<<<<

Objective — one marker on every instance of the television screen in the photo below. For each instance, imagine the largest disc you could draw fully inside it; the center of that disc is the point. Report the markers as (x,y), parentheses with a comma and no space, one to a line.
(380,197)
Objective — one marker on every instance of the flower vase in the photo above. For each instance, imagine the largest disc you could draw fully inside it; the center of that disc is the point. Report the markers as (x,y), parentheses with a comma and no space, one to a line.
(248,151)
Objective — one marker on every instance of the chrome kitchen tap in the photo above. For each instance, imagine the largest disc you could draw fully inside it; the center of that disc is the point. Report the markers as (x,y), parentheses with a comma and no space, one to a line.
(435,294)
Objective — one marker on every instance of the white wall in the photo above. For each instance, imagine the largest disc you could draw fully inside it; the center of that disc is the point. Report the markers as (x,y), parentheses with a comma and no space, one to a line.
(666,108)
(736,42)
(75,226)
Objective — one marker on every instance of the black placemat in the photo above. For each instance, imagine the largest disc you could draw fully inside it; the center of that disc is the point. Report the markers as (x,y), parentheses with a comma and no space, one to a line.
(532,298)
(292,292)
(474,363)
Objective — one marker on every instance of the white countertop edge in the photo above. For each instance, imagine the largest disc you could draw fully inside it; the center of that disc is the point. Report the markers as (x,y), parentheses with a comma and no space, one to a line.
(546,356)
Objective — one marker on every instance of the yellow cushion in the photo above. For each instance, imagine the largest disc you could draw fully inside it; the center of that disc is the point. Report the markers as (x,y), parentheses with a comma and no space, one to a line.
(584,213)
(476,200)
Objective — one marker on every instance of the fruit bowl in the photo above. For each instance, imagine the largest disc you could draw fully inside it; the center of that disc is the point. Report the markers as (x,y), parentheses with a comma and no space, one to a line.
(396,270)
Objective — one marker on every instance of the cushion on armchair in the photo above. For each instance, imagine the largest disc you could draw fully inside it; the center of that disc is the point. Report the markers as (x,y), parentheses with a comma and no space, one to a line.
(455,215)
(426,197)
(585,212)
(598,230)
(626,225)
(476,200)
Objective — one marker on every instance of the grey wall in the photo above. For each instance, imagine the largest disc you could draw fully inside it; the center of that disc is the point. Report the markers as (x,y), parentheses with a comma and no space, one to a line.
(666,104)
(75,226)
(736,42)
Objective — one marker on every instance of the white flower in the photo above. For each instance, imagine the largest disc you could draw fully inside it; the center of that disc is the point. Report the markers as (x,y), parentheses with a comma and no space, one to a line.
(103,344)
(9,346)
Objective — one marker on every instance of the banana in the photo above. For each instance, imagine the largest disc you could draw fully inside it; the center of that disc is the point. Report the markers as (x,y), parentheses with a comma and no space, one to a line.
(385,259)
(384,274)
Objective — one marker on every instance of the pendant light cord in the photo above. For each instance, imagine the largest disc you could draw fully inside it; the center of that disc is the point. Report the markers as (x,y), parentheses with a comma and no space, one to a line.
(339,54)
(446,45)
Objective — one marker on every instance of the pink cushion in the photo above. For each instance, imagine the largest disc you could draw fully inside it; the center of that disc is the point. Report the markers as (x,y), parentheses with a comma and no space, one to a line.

>>>>

Reproduce only the lines that begin with the line containing "Objective — one marker on every instance of the banana" and continue through the end of the records, replacing "disc" with "circle" and leaving everything else unchanged.

TASK ANSWER =
Objective — one marker on every instance of the banana in the photo above. For each instance, imagine the largest circle you could draw fully inside it; the center of that circle is the point. Report the markers as (x,y), parentheses with a comma and no space, one to a line.
(385,259)
(384,274)
Objective — one marker on every instance of the pendant light cord in the photo above. For each instance, imagine the largest circle you could draw fully inside it; the center of that circle is the point. Report the markers as (x,y), parentheses with a comma and no space, one to a line.
(339,54)
(446,45)
Objective — one marker on every instance of the pink cushion in the photo above. For each instance, imagine the largest circle you could draw fully inside it; the center of that circle is the point. Report the markers as (x,y), parentheses with a comma and no space, one to a line.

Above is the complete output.